*Exercise aim*. Beginning with the line that contains "Expected: one dot placed on each instance of the cylindrical", retype the entries below exactly, ending with the line that contains "Target: crumbly brown texture". Leave out any pictures.

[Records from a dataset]

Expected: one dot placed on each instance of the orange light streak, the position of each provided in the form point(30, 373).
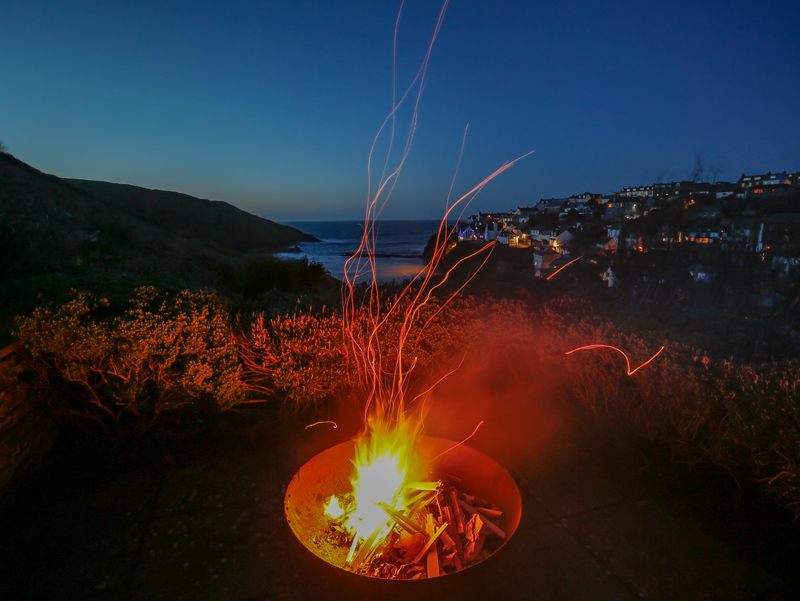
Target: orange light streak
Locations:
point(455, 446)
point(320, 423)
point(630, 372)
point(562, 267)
* * *
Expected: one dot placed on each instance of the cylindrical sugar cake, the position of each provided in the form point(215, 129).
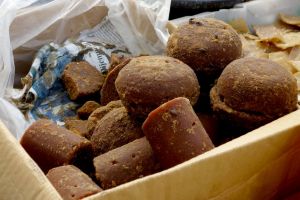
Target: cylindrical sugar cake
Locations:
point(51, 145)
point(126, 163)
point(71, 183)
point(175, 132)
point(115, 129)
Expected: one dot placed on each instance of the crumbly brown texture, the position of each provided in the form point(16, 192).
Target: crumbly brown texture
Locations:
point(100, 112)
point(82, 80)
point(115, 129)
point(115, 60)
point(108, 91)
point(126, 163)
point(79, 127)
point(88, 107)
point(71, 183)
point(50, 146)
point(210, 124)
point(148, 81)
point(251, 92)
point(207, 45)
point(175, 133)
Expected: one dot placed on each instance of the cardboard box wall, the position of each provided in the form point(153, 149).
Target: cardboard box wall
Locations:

*Result below*.
Expected: one dot placed on each instance of the cylindrical sugar cake, the position of each provided in the form point(215, 129).
Target: cylindrical sugar cake
Locations:
point(51, 145)
point(126, 163)
point(71, 183)
point(175, 132)
point(115, 129)
Expected: one dot placed on each instance of the crumbly brown texture, the position of each provided in the form point(16, 192).
Target: crumbly brown texture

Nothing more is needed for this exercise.